Wherever a line of the records contains "instance", copy that line.

[RECORDED INFORMATION]

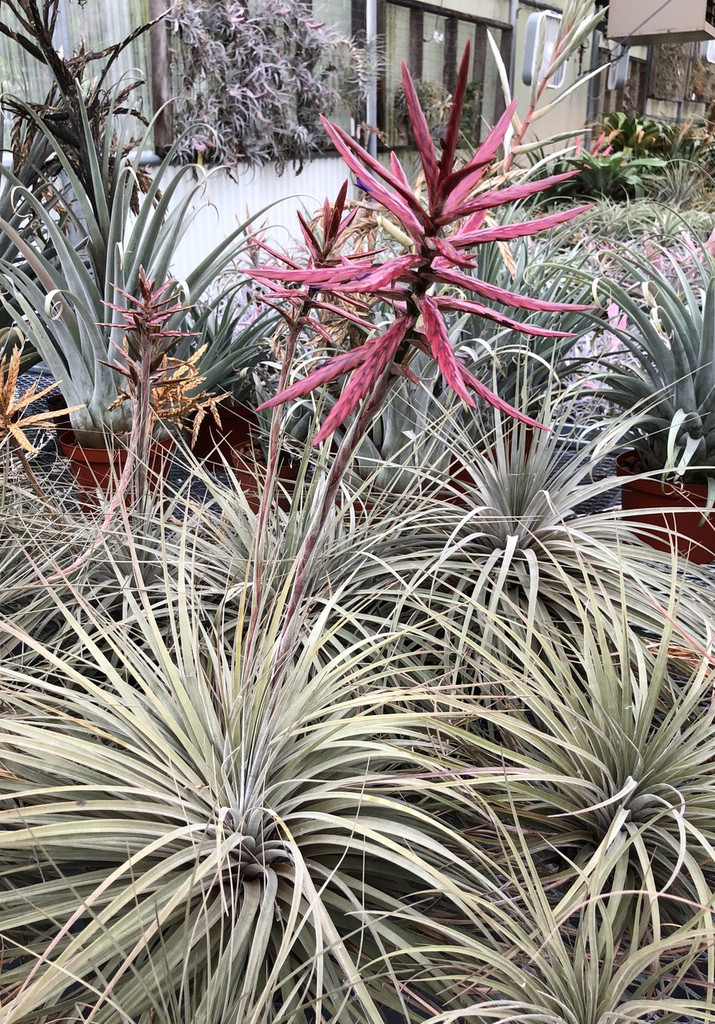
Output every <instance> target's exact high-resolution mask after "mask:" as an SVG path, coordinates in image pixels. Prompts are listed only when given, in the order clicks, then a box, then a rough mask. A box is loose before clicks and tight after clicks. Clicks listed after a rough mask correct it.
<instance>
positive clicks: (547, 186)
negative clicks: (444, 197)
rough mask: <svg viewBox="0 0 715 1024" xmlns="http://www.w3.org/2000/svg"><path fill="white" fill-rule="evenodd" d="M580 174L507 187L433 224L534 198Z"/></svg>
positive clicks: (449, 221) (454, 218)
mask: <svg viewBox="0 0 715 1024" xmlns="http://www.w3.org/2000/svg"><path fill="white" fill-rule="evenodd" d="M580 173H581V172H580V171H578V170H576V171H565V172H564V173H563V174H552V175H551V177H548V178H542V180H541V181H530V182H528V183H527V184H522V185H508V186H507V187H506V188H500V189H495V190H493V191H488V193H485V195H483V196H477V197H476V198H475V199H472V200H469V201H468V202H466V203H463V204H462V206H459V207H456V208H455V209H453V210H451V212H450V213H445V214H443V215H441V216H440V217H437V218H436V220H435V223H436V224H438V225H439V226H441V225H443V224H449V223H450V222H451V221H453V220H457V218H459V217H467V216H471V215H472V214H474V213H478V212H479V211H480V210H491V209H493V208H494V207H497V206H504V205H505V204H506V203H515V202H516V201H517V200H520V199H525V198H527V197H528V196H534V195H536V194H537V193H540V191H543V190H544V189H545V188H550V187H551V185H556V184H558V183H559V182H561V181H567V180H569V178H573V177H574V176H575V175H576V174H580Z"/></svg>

[/RECORDED INFORMATION]

SOLUTION TO THIS EXERCISE »
Output every <instance> target's exact high-resolution mask after "mask:" as an SVG path, coordinates in image pixels. Prompts are listed only when given, in the order clicks, then a box, then a rough mask. A box is loose before clicks and tight after clicks. Clicks listed after a rough mask correct it.
<instance>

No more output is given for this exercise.